Input rows:

——————————

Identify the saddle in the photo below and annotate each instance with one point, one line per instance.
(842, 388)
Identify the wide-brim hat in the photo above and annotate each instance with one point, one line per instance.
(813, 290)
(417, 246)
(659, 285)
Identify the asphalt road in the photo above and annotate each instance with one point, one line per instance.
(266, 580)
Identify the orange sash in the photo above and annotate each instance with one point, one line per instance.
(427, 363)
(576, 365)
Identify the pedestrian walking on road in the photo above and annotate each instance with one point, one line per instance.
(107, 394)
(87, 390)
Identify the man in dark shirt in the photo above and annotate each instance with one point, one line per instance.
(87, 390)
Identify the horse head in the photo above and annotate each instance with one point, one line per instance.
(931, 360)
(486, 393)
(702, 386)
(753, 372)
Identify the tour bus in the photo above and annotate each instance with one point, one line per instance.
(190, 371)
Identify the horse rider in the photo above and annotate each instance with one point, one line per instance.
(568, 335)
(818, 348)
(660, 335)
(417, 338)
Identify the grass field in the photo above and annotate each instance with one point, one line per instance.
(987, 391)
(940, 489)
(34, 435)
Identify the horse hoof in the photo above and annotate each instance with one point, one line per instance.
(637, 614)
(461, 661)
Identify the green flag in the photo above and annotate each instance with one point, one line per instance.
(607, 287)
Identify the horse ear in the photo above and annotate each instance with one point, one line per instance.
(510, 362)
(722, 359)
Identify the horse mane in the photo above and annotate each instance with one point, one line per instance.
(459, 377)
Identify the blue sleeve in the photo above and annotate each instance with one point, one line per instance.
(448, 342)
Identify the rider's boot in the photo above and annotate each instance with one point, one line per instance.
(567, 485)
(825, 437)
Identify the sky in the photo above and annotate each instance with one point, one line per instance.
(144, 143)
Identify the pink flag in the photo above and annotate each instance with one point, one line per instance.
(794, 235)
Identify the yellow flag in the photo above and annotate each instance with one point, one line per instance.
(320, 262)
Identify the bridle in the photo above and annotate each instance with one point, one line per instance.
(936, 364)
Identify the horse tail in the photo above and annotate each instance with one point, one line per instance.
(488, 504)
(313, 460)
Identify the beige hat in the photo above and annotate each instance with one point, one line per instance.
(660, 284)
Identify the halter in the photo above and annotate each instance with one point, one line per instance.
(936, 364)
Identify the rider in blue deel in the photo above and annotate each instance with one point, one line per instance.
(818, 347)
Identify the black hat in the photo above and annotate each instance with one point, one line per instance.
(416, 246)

——————————

Exercise description: Write out all the data above again, swapping "annotate" for "mark" and leaving everything else unchanged.

Expected answer:
Identify the saddle in the photo below and mark each instance with one point, one line per instance.
(842, 388)
Identify the wide-brim hat in the photo above and mark each instance with one point, one line per instance.
(813, 290)
(417, 246)
(659, 285)
Identify the asphalt road in the photo above and mark each instance with one point, one line per instance.
(266, 580)
Identify the orange sash in the photo above and mark each instance with one point, one line per instance.
(427, 363)
(576, 365)
Identify the pedestrian walking on road in the photo above and mark each instance with one point, one line per instance.
(107, 394)
(87, 390)
Identify the man in dark shirt in the photo above and mark each instance with one point, one line per instance.
(87, 390)
Identify the horse head in the photo above and mark each instance with one point, one line per instance.
(931, 360)
(486, 393)
(702, 386)
(753, 372)
Identify the tour bus in the photo above and mark each instance with one point, one line per instance.
(190, 371)
Identify the horse rider in the photo above and mark each instance with one point, one line per instance.
(568, 335)
(818, 348)
(660, 335)
(417, 338)
Identify the grass field in the photo above and mark each instance with one point, one line per instance.
(987, 391)
(940, 489)
(34, 435)
Identify the horse hoof in the photo above and mark each instance with one point, one line per instance.
(637, 614)
(461, 661)
Identify the green flag in the photo above and mark each instance with one point, one line per instance.
(607, 287)
Identify the horse ear in the photo above and mark each instance with one point, one line per instance.
(510, 362)
(722, 359)
Identify the horse mane in the photo above and mark each instance with one point, one line per instance.
(459, 377)
Identify the blue sleeve in the photo above and mark each instance with one point, one line per instance.
(448, 342)
Identify the rider's boot in the photo above and mark each instance with one point, one line per instance.
(567, 485)
(825, 437)
Identify the sky in the photo above and mark each instance with one point, one line per instance.
(144, 143)
Identify the pink flag in the photo above and mark each instance with one point, one line per instance.
(794, 235)
Identify the yellow flag in the photo above and mark each instance with one point, one line per instance.
(320, 262)
Identify the bridle in the photo above and mark each instance with one point, one line per instance.
(936, 364)
Identify the horse tail in the photo above and mark each instance with one point, one line per instance.
(488, 504)
(313, 460)
Identify the beige hat in the photo above and mark each instance with one point, one line per instance.
(660, 284)
Identify the halter in the photo above and mark each instance with one point, one line per instance.
(936, 364)
Identify the rider in blue deel in the photo above and mark each instance with one point, one line per instance.
(818, 347)
Identify the black hat in the photo above and mark each instance with one point, one line per instance.
(416, 246)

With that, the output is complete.